### [PASSAGE]

++++++++++++++++++++

I love Animal Collective's sung tongs, but if you listen closely to Smiley Smile by The Beach Boys there are wonderful similarities in vocal and spirit, not as groundbreaking as some may believe....Panda Bear is a different matter.
 

Backjob

Well-known member
The Blood Brothers? I thought it was awful, but a lot of people seemed to like it...

Agree that the Black Dice thing is a tedious re-tread of a tedious re-tread of something that happened around about 1992. It's like seeing baggy trousers transition from gangs to rappers to ravers and finally end up on the trasheap of nu-metal a couple of years back.

My booshwah pick of the year would be /rupture vs Mutamassik's "Bidoun sessions" but I'm not sure that quite counts...
 

Melmoth

Bruxist
I heard the new Fennez on a decent rig last night for the first time and it was a revelation.
Great slabs of decaying noise, beautiful and true.
 

Woebot

Well-known member
hint said:
joanna newsom - everything I had been led to believe devendra banhart was :)
bloody hell you're not wrong about the joanne newsom. shes fantastic. i also checked out the banhart (FINALLY!) and my feeling was, er like so what. im afraid he strikes me as a complete flake/fake. when he hits that trex warble it's a pretty empty moment. the newsom on the other hand, she sounds like a profoundly disturbed eight year old, really relishes making her strange noises, hits notes with guileful clumsiness. too smart to be cloying, too bugwired to be mainstream. that harp is stunning too. still stuck on side one :) the parrallel with db is adroit and illuminating.

i do have a feeling jwd is gonna lambast her as the new cyndi lauper, but i can live with that. the tunes are beyond seductive (only bad thing about it thus far is the crap cover). not quite vashti (the benchmark innit) but damn nearly getting there.

++++++++++++++++++++

### [Data pulled from a collection]
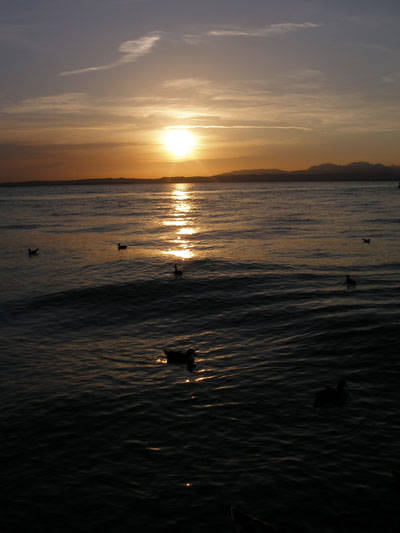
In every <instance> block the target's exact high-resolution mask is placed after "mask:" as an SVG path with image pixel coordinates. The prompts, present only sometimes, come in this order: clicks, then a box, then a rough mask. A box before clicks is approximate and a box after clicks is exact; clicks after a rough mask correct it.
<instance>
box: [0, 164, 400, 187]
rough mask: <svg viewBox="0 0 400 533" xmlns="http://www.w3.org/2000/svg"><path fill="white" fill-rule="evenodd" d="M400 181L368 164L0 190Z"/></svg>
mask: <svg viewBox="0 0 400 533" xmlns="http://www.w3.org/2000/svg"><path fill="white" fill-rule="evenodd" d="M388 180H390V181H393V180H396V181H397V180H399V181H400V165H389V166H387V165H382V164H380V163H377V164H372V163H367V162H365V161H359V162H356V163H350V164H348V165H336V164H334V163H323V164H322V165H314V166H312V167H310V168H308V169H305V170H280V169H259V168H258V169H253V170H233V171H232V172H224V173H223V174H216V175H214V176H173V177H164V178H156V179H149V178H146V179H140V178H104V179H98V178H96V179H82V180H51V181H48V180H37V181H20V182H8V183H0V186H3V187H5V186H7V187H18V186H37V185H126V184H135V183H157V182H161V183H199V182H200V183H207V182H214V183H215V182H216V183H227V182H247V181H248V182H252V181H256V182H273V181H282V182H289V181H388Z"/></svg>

++++++++++++++++++++

Reproduce word for word the part of the music forum thread starting with "My booshwah pick" and going on through "was a revelation.".

My booshwah pick of the year would be /rupture vs Mutamassik's "Bidoun sessions" but I'm not sure that quite counts...
 

Melmoth

Bruxist
I heard the new Fennez on a decent rig last night for the first time and it was a revelation.